__What is needed__: Please transcribe all of the data below line by line, changing nothing.

[Pointing entries for labeled objects]
-*-*-
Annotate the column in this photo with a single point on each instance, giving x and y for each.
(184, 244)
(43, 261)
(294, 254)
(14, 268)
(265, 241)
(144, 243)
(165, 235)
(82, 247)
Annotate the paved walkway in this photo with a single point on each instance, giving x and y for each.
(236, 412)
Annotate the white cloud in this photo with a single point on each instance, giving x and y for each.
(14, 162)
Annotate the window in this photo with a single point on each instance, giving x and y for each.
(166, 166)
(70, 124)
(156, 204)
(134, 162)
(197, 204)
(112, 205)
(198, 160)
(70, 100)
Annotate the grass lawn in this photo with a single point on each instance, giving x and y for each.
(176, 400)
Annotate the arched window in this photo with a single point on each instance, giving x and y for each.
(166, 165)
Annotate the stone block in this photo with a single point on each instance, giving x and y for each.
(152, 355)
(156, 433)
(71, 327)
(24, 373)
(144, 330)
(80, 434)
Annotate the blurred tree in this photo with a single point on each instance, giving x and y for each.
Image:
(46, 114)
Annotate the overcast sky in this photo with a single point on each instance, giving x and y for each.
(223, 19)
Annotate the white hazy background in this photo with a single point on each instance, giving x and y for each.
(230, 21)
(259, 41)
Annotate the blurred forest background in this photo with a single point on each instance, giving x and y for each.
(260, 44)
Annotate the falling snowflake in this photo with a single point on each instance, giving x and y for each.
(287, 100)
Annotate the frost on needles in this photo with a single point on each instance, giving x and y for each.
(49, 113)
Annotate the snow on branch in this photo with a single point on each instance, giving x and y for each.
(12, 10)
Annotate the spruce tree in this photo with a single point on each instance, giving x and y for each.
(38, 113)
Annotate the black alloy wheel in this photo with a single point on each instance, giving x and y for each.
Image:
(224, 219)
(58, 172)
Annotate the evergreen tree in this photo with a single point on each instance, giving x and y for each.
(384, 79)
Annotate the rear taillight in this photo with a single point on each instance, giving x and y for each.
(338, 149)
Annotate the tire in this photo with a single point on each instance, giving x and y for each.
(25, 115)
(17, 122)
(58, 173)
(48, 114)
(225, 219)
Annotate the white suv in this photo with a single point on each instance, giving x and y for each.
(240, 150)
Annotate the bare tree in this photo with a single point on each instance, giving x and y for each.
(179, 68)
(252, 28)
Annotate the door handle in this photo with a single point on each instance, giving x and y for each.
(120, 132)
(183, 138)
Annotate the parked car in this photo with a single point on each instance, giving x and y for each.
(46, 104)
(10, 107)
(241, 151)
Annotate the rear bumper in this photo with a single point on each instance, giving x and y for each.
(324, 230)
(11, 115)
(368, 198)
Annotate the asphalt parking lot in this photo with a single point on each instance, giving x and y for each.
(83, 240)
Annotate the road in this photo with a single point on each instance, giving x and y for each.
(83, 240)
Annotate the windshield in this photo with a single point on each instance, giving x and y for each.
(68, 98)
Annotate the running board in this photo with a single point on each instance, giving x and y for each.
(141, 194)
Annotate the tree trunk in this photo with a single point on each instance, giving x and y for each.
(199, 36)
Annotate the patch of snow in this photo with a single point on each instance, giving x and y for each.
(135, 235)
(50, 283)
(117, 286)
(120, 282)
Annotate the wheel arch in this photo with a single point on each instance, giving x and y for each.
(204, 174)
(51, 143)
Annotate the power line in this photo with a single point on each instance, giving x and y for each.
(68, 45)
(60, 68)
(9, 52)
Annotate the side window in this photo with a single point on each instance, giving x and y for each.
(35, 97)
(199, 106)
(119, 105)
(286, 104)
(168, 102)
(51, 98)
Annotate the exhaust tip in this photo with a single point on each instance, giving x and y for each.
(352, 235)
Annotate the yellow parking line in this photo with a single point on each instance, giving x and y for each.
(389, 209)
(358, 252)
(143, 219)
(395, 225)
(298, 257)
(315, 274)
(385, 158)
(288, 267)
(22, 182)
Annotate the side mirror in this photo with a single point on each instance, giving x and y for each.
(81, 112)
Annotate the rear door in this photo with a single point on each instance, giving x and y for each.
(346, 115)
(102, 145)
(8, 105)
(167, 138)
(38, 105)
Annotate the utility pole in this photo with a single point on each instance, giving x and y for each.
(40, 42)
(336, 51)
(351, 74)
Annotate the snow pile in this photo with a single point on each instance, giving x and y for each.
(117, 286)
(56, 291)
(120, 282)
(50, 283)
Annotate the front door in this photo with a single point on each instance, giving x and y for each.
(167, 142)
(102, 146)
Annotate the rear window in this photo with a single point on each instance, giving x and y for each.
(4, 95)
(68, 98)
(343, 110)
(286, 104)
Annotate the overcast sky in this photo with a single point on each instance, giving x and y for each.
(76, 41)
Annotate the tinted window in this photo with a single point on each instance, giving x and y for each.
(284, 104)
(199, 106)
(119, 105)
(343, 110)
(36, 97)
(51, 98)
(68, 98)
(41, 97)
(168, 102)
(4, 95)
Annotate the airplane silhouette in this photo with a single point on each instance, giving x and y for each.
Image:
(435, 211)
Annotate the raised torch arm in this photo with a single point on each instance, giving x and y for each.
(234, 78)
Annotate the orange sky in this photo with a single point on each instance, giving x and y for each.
-*-*-
__The answer__:
Annotate the column in this photo with a single point on each instance, giving x and y for each.
(184, 244)
(43, 261)
(294, 254)
(14, 268)
(265, 241)
(144, 243)
(165, 235)
(82, 247)
Annotate the paved walkway in this photo with a single point on each instance, giving x and y for each.
(236, 412)
Annotate the white cloud in this photo with a single point on each instance, giving x and y for each.
(14, 162)
Annotate the window in this photo with a single point on each instance, giving x and y for each.
(166, 166)
(70, 124)
(156, 204)
(134, 162)
(197, 204)
(112, 205)
(198, 160)
(70, 100)
Annotate the grass lawn in this photo with a single point on each instance, giving x and y for each.
(176, 400)
Annotate the arched window in this photo with a single point on each instance, giving x and y for each.
(166, 165)
Annotate the stone block in this photo with a single point on each instance, giving x and y for each.
(152, 355)
(156, 433)
(71, 327)
(24, 373)
(144, 330)
(80, 434)
Annotate the blurred tree in this photo with a single point on each instance, giving x and y for each.
Image:
(46, 114)
Annotate the overcast sky in this photo with a single point on each instance, giving x and y for each.
(223, 19)
Annotate the white hazy background in this photo with a single point on each instance, giving x and y for each.
(230, 21)
(259, 41)
Annotate the blurred forest background in this photo with a single point on each instance, giving x and y for each.
(260, 44)
Annotate the falling snowflake in this photo with a single point on each instance, giving x and y for each.
(287, 100)
Annotate the frost on needles in this photo with a single point on each instance, giving x and y for each.
(49, 113)
Annotate the snow on branch in this photo with a single point on each instance, giving x and y for each.
(12, 10)
Annotate the spruce tree in this photo with a single point on each instance, giving x and y for each.
(38, 113)
Annotate the black alloy wheel in this photo with a single point on each instance, giving x and y for each.
Image:
(224, 219)
(58, 172)
Annotate the evergreen tree in this photo with a single point on each instance, giving x and y for each.
(384, 79)
Annotate the rear taillight in this photo with a single point on each instance, giving x and y for each.
(338, 149)
Annotate the tire in this photo with a single point on each instance, giving x and y for each.
(25, 115)
(17, 122)
(58, 173)
(48, 114)
(225, 219)
Annotate the white suv in this photo with a single point on each instance, giving x and y for each.
(240, 150)
Annotate the bare tree in this photo with a single point on each instance, giving x and y for each.
(179, 68)
(252, 28)
Annotate the door handle in this photo with a single point on each instance, giving x and y for each.
(120, 132)
(183, 138)
Annotate the parked car in this photo with a single point on each instance, giving x and y for each.
(46, 104)
(10, 107)
(241, 151)
Annotate the rear bumper in this photo with a single point on each instance, giving x and y for each.
(324, 230)
(11, 115)
(368, 198)
Annotate the asphalt parking lot in this photo with a single point on each instance, giving x and y for each.
(83, 240)
Annotate the road in this photo with a single point on each instance, giving x and y for each.
(83, 240)
Annotate the windshield in this photo with a single point on each instance, giving x and y for each.
(68, 98)
Annotate the running board in this photo with a single point on each instance, giving x and y for each.
(141, 194)
Annotate the tree trunk in this photo with a single point on each instance, giving x and y for each.
(199, 36)
Annotate the patch of snow in this photo with a single point on each instance, giving x and y for each.
(135, 235)
(50, 283)
(117, 286)
(120, 282)
Annotate the wheel arch in this photo with a single point on each instance, giving x and y for each.
(204, 174)
(51, 143)
Annotate the power line in this photo with a single point on each instance, giving x and y for each.
(68, 45)
(60, 68)
(9, 52)
Annotate the side window in this photo with a single point on each instance, giving x and y for each.
(35, 97)
(199, 106)
(119, 105)
(286, 104)
(168, 102)
(51, 98)
Annotate the exhaust tip in this photo with a single point on each instance, giving x and y for each.
(352, 235)
Annotate the yellow parking line in this photo with a single point on each instance, giving x and y for each.
(389, 209)
(358, 252)
(143, 219)
(395, 225)
(298, 257)
(315, 274)
(385, 158)
(288, 267)
(22, 182)
Annotate the side mirror in this photo with a single point on each instance, giving x and y for each.
(81, 112)
Annotate the rear door in this photo with a single point on each instance, giving x and y for each.
(346, 115)
(102, 145)
(8, 105)
(167, 138)
(38, 105)
Annotate the utility pole in this photo with a single point on each instance, giving x and y for each.
(40, 42)
(336, 51)
(351, 74)
Annotate the snow pile in this photo with a single point on each instance, giving x and y for each.
(117, 286)
(56, 291)
(120, 282)
(50, 283)
Annotate the front door in this photo with a single point on each instance, giving x and y for each.
(167, 142)
(102, 146)
Annotate the rear window in this photo with a single point on each instance, giving x and y for each.
(4, 95)
(68, 98)
(343, 110)
(286, 104)
Annotate the overcast sky in this photo with a single point on each instance, giving x and y for each.
(76, 41)
Annotate the tinted window in this photo with a single point on each instance, giving x and y for each.
(284, 104)
(199, 106)
(119, 105)
(343, 110)
(36, 97)
(51, 98)
(68, 98)
(41, 97)
(168, 102)
(4, 95)
Annotate the airplane silhouette in this photo with a single point on each instance, giving x and y for each.
Image:
(435, 211)
Annotate the raised torch arm in this photo with a single point on each instance, giving x and y for each.
(234, 78)
Annotate the orange sky in this photo with a single point on each instance, giving x and y for each.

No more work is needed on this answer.